**** Records provided
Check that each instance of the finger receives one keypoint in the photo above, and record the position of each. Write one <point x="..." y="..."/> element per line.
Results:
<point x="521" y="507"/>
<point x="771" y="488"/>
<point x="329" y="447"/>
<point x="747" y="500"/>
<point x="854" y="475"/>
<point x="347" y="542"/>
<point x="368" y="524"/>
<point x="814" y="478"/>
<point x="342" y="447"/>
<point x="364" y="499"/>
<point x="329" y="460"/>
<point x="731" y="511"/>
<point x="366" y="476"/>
********
Rewrite every nonblank line of the records above as a Markdown table with two columns, Row for the line's number and Line for its text.

| Row | Line |
|---|---|
| 1 | Check that each instance of the finger receives one keypoint in the photo above, and record the position of each. Write one <point x="..." y="..."/> element per line. |
| 2 | Results: |
| 3 | <point x="521" y="507"/> |
| 4 | <point x="771" y="488"/> |
| 5 | <point x="329" y="447"/> |
| 6 | <point x="747" y="500"/> |
| 7 | <point x="854" y="475"/> |
| 8 | <point x="347" y="542"/> |
| 9 | <point x="368" y="524"/> |
| 10 | <point x="814" y="478"/> |
| 11 | <point x="342" y="447"/> |
| 12 | <point x="364" y="499"/> |
| 13 | <point x="329" y="460"/> |
| 14 | <point x="731" y="511"/> |
| 15 | <point x="366" y="476"/> |